## Exercise instructions
Please add 62 to every coordinate, then write out again every line from the first one through the line containing "(1177, 436)", with both ends included. Leave the picture out.

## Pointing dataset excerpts
## start

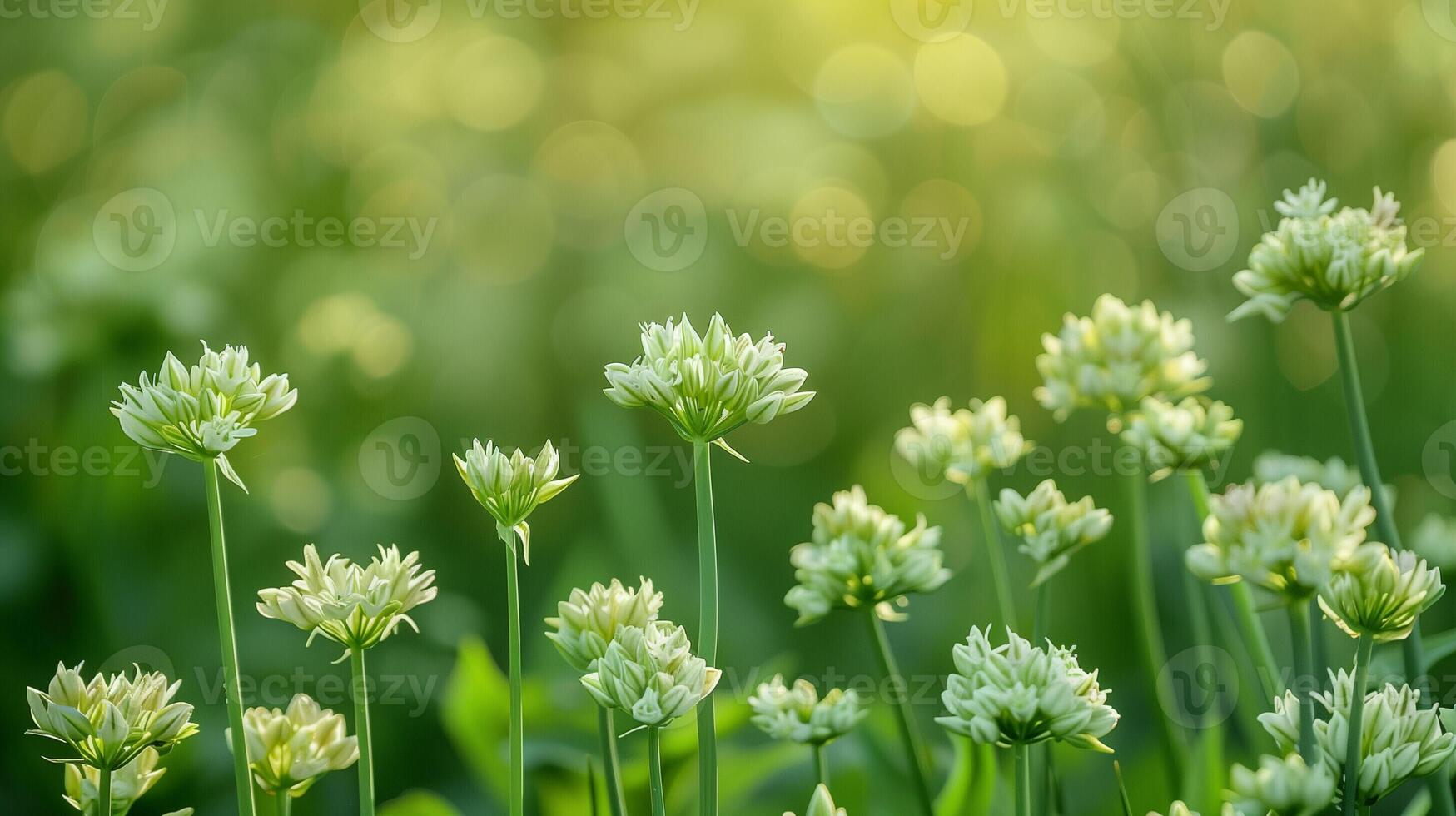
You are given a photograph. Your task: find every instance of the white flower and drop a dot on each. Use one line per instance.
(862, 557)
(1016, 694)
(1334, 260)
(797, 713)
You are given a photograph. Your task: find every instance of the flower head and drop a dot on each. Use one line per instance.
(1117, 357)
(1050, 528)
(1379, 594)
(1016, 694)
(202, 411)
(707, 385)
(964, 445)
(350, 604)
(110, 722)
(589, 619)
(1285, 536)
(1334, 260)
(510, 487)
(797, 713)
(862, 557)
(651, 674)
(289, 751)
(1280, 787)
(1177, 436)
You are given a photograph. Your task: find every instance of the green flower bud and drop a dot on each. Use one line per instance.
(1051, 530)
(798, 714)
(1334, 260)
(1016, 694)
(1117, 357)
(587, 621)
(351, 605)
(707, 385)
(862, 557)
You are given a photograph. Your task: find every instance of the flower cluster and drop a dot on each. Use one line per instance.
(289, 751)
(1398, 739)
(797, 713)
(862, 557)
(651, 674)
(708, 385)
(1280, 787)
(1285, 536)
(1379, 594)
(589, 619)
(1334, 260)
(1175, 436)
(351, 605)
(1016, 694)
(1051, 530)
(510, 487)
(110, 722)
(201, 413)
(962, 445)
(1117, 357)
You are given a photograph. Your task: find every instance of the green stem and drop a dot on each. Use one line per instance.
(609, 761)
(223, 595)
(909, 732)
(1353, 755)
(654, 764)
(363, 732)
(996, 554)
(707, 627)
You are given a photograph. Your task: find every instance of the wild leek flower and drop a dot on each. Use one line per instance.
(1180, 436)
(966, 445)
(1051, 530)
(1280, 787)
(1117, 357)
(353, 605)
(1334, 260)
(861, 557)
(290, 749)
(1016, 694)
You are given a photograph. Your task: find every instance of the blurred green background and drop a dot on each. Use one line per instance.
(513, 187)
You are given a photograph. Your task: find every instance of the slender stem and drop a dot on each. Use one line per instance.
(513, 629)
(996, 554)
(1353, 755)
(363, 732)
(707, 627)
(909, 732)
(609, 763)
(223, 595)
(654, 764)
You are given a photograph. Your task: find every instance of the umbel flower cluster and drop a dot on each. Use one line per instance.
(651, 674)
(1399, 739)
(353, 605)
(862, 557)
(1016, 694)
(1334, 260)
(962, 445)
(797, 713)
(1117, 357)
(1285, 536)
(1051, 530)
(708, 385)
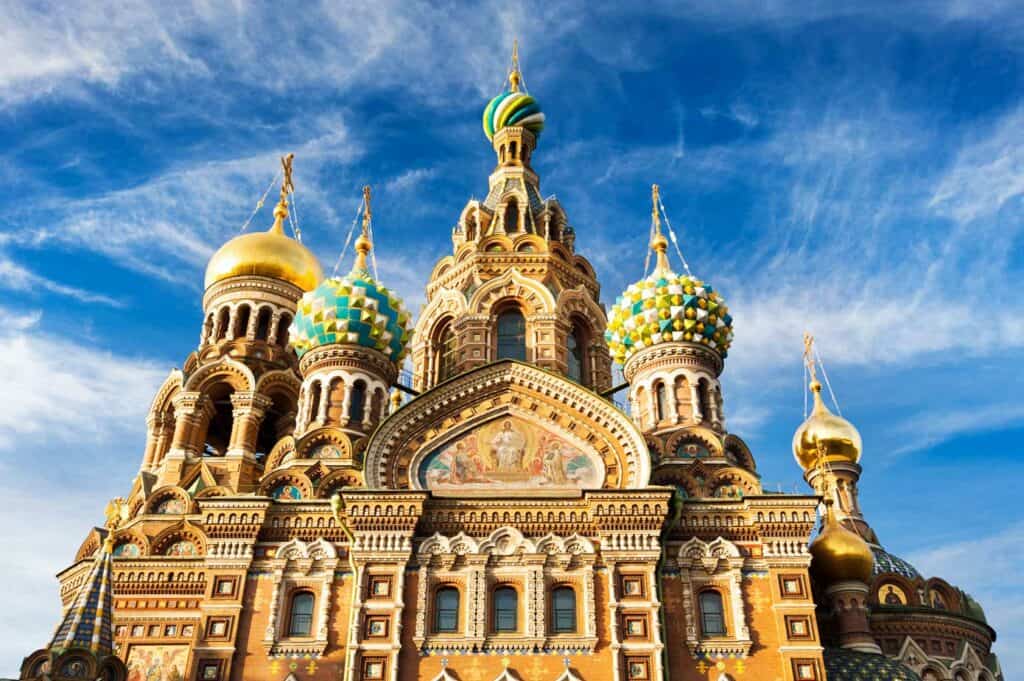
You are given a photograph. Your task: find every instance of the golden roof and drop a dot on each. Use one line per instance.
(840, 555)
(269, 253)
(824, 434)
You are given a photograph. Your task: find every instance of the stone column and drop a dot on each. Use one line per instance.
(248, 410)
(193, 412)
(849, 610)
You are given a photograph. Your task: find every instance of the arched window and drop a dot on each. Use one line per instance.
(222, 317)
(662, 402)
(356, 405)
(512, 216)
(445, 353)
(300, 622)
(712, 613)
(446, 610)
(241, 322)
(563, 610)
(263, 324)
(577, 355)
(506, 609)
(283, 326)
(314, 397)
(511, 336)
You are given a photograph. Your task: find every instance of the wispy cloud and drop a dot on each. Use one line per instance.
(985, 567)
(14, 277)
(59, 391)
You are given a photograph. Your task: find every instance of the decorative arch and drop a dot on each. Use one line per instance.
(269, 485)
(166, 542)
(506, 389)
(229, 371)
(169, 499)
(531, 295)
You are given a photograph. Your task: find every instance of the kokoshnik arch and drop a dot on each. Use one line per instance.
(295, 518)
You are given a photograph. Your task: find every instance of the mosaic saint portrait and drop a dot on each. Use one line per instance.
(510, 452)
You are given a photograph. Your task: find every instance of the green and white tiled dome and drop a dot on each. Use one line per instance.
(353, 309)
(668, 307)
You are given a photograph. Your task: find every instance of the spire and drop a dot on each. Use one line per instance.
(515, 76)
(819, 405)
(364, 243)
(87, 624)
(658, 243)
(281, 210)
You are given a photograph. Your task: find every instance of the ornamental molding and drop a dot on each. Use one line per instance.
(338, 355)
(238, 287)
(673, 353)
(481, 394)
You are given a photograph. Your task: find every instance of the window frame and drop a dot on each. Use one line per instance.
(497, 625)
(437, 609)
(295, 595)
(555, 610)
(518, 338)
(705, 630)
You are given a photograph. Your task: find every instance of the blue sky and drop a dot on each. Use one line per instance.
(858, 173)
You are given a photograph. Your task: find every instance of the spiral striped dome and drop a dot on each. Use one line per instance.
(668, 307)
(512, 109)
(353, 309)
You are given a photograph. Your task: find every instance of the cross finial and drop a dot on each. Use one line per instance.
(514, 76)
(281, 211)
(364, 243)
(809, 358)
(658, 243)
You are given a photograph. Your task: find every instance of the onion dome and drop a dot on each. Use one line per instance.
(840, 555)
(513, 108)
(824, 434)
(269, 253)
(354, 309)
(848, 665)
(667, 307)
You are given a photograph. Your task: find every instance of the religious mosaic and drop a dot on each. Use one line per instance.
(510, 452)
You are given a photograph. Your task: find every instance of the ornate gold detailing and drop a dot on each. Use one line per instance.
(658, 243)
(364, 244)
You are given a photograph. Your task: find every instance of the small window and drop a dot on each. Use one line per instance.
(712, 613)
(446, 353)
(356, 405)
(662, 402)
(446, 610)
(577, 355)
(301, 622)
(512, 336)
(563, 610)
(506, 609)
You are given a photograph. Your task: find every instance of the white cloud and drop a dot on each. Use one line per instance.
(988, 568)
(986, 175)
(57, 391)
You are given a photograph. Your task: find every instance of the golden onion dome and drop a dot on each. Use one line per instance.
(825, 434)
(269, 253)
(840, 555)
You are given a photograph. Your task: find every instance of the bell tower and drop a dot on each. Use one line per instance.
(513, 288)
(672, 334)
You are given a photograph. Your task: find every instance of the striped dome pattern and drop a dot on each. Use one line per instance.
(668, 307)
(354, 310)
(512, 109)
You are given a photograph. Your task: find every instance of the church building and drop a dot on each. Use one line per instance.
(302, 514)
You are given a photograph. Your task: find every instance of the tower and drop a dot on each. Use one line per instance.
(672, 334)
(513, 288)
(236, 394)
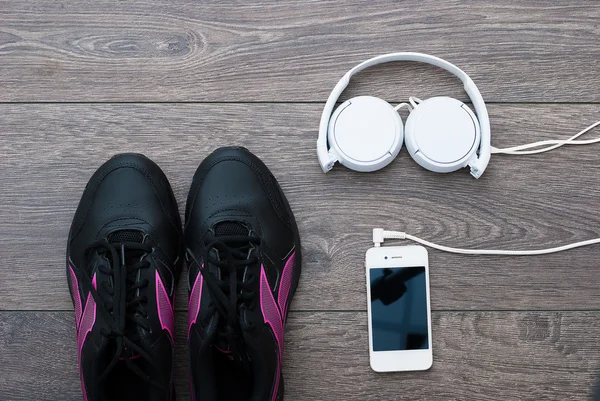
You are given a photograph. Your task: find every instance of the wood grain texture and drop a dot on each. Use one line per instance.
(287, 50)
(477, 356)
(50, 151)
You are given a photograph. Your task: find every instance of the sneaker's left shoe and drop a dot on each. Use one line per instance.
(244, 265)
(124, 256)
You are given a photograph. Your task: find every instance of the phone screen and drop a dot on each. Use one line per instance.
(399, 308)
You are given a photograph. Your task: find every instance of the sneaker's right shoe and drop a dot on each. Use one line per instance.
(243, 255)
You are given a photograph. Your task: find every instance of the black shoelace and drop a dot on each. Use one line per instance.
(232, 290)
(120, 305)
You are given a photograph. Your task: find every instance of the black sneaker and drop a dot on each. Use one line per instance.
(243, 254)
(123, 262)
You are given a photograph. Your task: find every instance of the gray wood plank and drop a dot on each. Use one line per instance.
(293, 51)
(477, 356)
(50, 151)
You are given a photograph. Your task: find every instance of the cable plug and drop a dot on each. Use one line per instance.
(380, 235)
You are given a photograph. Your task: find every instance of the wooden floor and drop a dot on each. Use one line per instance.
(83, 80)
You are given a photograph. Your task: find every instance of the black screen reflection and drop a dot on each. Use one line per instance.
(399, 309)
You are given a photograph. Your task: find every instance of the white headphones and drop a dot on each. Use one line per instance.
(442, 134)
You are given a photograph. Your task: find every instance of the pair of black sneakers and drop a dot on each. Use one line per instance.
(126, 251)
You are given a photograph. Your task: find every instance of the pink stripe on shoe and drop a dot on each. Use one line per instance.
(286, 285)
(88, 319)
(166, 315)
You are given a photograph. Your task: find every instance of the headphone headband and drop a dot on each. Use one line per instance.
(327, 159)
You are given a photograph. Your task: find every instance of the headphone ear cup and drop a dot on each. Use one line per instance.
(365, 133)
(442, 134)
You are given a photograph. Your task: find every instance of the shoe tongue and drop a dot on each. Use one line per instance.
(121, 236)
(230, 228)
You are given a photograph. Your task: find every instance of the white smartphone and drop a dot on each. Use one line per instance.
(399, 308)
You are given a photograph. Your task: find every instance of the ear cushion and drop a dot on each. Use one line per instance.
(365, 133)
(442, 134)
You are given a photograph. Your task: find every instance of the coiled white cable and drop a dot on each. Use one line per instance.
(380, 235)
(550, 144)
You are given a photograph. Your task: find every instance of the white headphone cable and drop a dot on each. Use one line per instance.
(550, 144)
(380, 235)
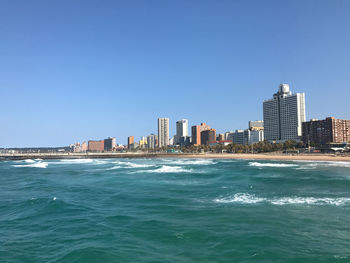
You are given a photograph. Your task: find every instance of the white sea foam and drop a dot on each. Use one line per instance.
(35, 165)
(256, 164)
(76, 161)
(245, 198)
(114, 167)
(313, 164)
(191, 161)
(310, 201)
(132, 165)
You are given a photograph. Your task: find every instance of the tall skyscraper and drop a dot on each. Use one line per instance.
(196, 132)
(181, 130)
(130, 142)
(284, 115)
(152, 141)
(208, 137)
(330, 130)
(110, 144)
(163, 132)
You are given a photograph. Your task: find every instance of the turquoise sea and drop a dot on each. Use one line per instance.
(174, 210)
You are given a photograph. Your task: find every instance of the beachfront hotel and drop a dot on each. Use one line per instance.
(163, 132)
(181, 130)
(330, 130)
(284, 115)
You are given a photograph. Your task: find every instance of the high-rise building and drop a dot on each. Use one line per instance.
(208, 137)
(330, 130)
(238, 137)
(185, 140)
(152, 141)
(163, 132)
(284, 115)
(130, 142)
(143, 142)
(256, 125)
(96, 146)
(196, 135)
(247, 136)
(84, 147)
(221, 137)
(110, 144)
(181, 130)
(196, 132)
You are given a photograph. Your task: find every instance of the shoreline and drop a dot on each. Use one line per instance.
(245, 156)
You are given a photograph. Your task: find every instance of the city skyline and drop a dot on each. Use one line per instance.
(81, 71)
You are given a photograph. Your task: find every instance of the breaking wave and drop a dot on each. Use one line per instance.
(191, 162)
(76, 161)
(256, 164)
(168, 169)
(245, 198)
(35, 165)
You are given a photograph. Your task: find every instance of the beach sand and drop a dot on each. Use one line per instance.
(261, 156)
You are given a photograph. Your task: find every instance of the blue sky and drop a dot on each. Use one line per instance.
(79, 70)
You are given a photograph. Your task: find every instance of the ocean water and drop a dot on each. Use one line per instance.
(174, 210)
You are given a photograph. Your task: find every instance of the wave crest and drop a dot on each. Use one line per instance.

## end

## Result of this exercise
You are given a photograph. Your task: find every instance of the white flower and drop a dot on each. Use one line per instance.
(924, 619)
(1078, 756)
(1396, 322)
(859, 775)
You are given a photograph. Your task: find every instance of the flower head and drop a dot on each. Use one line per instance.
(1179, 419)
(1112, 590)
(1441, 656)
(1078, 756)
(264, 473)
(769, 447)
(1026, 507)
(412, 666)
(172, 784)
(651, 681)
(1347, 598)
(1396, 322)
(572, 549)
(859, 775)
(924, 619)
(713, 736)
(351, 813)
(1342, 849)
(1239, 498)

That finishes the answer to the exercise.